Student Council co-president Nikita Nair’s commencement address for the 2020 ceremony.
Welcome friends, family members, siblings and teachers. For those who don’t know me, my name is Nikita Nair, but most people just call me Niki. To all the faculty, family and friends who helped us along the way, thank you. We are here today because of you.
Congratulations, class of 2020! We did it! Let’s give ourselves a big (car) honk.
I'll start off with this: Close your eyes and take a second to remember where we started. I’m waiting. Go ahead… close your eyes. Now think about where we are today. It all seems to have passed in the blink of an eye.
Like many of you, I joined Country Day in Middle School. Others joined in high school, some of you have been here seemingly your whole lives. Regardless, I’m sure when you look back on the joys of being a preteen, you remember the missing teeth, scratched-up knees and crying because you got an 86 on a math test. We were just kids. Even now, it still feels the same. It’s strange to think that we’ll all be moving on to the “real world” after this.
Throughout high school, in between Mr. Schall’s “academic” kahoots and Mr. Peritz’s life-lesson lectures, a common question was, “What was the purpose behind what we learned? When would we ever need to use trigonometry or iambic pentameter in our day-to-day lives?”

Dataset records |
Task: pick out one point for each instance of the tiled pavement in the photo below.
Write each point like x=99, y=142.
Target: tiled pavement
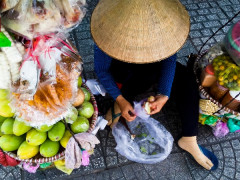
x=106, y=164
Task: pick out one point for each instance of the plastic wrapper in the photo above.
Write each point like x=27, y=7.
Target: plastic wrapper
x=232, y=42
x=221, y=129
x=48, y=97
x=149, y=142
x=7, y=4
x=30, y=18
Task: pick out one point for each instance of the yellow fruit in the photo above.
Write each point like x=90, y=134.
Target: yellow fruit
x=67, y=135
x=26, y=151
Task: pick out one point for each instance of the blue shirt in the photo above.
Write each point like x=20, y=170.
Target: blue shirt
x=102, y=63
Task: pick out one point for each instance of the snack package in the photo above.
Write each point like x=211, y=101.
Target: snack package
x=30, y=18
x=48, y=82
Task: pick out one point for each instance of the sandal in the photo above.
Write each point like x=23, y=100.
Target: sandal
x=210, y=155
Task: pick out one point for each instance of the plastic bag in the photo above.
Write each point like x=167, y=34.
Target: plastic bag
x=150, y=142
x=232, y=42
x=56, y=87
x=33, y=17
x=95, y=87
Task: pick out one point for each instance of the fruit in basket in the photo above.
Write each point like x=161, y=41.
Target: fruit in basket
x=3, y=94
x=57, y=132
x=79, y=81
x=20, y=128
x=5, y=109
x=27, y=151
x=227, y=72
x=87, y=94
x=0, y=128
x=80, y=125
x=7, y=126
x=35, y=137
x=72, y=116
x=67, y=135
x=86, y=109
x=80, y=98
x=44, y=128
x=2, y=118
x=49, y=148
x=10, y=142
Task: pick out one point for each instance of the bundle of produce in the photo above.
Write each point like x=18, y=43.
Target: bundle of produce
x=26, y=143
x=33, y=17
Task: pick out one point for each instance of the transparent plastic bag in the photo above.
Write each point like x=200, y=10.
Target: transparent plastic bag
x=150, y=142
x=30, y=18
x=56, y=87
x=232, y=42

Task to complete |
Answer these questions about the commencement address:
(a) What do most people call the speaker?
(b) At what school level did the speaker join Country Day?
(c) Whose lectures does the speaker describe as life-lesson lectures?

Response below |
(a) Niki
(b) Middle School
(c) Mr. Peritz's